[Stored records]
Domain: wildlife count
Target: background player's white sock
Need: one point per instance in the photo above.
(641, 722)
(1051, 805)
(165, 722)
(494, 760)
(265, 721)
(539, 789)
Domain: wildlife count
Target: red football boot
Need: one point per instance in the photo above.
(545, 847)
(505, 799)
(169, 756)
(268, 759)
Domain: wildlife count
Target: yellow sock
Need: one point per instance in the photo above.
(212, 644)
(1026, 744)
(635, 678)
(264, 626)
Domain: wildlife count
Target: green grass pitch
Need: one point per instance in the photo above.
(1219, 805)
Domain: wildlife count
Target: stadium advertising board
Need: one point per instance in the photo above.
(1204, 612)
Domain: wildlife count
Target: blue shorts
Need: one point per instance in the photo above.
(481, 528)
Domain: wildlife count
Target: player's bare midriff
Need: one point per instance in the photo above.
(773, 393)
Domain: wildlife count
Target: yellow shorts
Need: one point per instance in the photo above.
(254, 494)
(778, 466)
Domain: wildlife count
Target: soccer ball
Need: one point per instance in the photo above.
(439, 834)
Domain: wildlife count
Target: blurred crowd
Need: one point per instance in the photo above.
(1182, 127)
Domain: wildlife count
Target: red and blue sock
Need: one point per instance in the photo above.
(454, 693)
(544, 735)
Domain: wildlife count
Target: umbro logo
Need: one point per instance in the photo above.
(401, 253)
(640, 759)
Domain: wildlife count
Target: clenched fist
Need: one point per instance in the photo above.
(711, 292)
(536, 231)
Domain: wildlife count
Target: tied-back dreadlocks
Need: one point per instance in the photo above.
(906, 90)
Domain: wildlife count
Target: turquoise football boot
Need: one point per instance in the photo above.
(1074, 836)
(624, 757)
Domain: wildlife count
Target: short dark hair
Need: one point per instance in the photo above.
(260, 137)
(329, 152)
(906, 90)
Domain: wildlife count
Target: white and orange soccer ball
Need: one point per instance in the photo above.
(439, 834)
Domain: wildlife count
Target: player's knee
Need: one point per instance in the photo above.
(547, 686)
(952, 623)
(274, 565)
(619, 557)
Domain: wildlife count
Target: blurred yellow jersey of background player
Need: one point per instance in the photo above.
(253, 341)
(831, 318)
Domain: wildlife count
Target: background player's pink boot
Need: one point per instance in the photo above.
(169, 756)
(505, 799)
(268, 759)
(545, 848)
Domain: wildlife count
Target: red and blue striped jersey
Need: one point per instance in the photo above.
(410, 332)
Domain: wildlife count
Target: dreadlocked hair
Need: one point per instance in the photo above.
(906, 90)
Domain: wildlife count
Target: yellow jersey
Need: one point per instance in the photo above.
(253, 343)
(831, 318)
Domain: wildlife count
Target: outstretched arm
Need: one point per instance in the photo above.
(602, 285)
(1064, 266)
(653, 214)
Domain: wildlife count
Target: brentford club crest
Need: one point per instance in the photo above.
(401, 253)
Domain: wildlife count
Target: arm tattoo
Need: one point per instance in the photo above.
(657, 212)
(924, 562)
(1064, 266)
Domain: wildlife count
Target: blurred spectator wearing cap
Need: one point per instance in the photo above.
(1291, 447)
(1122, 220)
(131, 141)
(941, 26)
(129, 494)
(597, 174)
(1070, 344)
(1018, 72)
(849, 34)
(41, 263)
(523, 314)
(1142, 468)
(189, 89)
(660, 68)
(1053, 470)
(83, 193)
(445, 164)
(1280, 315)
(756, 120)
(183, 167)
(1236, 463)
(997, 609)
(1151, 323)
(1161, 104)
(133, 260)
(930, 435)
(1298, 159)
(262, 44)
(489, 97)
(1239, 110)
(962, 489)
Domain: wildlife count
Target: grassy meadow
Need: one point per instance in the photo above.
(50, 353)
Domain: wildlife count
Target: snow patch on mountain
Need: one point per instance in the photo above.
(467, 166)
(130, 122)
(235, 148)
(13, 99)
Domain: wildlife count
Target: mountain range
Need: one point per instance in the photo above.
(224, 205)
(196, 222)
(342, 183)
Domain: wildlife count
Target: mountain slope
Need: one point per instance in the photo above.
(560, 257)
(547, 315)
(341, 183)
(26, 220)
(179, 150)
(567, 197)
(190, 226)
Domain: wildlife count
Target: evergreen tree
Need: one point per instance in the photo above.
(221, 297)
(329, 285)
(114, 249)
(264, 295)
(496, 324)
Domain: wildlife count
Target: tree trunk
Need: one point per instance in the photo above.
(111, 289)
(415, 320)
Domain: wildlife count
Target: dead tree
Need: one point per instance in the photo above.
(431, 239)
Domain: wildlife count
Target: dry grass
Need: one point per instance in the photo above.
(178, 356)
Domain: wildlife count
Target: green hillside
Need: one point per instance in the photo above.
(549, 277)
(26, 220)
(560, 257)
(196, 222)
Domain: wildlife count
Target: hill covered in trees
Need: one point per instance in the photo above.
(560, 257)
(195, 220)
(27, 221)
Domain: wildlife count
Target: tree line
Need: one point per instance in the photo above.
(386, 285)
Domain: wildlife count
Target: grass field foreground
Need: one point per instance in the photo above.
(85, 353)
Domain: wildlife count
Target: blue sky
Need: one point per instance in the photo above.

...

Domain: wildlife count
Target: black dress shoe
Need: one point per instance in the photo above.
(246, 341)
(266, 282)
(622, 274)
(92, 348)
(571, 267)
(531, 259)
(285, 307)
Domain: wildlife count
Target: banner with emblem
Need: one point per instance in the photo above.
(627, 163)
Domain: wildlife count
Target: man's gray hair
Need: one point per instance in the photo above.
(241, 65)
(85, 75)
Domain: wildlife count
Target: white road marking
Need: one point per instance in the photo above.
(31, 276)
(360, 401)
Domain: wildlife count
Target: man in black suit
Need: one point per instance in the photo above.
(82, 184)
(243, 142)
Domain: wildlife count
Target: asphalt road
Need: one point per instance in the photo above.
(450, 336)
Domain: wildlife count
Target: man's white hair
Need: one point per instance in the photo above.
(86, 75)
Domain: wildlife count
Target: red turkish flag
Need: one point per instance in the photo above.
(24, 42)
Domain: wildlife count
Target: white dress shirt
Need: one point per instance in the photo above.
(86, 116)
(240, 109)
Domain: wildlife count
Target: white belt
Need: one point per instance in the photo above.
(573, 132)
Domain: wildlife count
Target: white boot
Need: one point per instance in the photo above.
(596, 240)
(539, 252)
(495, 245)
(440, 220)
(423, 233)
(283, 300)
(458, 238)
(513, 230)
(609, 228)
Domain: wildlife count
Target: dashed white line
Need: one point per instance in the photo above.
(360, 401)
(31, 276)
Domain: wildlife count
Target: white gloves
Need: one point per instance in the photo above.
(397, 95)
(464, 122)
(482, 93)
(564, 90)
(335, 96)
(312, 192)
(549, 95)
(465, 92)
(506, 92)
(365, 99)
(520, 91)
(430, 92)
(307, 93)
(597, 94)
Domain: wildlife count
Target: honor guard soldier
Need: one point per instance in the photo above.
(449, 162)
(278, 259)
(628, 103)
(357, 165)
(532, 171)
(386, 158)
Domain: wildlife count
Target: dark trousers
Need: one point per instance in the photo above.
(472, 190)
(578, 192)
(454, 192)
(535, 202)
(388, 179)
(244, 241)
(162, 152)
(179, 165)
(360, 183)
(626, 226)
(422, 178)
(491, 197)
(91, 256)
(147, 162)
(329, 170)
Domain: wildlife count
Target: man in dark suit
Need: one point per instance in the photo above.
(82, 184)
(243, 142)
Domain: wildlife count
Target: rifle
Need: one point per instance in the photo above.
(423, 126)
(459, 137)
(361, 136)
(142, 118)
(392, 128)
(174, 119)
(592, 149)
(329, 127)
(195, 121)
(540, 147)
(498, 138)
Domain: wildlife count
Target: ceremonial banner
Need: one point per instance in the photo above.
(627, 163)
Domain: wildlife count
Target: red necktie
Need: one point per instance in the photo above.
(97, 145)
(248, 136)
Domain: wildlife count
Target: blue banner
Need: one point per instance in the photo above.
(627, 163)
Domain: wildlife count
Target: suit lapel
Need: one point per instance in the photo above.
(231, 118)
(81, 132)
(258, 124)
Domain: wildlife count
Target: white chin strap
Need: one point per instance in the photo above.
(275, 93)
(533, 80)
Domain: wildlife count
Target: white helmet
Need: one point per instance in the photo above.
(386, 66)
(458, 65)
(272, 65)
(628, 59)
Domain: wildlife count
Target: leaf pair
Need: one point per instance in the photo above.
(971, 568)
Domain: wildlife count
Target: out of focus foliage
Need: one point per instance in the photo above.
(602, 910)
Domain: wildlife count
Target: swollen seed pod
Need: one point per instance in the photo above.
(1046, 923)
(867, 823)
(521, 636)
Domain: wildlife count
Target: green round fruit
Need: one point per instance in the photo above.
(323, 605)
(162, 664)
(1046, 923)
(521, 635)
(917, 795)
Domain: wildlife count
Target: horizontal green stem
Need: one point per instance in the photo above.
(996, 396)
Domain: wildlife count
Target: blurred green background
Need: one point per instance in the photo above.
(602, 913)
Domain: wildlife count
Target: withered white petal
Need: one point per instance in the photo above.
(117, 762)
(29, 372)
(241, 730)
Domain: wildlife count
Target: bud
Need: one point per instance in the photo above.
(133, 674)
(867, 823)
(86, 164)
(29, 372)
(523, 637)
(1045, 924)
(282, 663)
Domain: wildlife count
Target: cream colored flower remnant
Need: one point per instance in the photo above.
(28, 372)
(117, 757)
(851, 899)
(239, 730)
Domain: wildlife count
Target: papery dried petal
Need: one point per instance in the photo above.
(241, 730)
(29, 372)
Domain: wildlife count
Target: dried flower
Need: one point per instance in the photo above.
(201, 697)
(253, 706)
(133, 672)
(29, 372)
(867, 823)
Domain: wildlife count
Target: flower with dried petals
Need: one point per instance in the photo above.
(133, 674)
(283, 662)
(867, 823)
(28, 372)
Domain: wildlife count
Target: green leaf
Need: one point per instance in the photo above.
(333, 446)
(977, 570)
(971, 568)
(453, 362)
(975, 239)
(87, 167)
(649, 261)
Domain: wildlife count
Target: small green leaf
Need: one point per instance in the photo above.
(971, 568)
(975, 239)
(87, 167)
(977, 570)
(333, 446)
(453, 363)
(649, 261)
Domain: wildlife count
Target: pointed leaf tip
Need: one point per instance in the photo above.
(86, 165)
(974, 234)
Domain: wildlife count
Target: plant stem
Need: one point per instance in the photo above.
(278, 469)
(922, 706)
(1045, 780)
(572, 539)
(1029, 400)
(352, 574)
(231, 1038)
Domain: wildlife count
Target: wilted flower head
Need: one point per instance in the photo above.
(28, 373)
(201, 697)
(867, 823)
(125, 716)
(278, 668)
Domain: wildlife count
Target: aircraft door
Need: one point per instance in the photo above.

**Exercise aim:** List the lines of the entries that include "dried".

**Result of the task:**
Target: papery dried petal
Target: dried flower
Target: flower with dried petals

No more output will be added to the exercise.